--- Start of TEXT SHOWN ---
ALLEGHENY TECHNOLOGIES INCORPORATED

2000 INCENTIVE PLAN

(as amended)

ARTICLE I.

PURPOSE AND ADOPTION OF THE PLAN

1.1. PURPOSE. The purpose of the Allegheny Technologies Incorporated

2000 Incentive Plan (hereinafter referred to as the "Plan") is to assist in

attracting and retaining highly competent employees, to act as an incentive in

motivating selected officers and other key employees of Allegheny Technologies

Incorporated and its Subsidiaries to achieve long-term corporate objectives and

to enable cash incentive awards to qualify as performance-based for purposes of

the tax deduction limitations under Section 162(m) of the Code.
--- End of TEXT SHOWN ---
--- Start of GIVEN MATERIAL ---
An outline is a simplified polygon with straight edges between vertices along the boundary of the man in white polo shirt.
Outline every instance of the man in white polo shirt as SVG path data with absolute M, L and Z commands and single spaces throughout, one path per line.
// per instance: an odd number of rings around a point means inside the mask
--- End of GIVEN MATERIAL ---
### WHAT THIS TASK INVOLVES
Write out the incentive plan passage word for word from "attracting and retaining" to "of the Code.". Use only the plan text for what comes next.

### EXERCISE OUTPUT
attracting and retaining highly competent employees, to act as an incentive in

motivating selected officers and other key employees of Allegheny Technologies

Incorporated and its Subsidiaries to achieve long-term corporate objectives and

to enable cash incentive awards to qualify as performance-based for purposes of

the tax deduction limitations under Section 162(m) of the Code.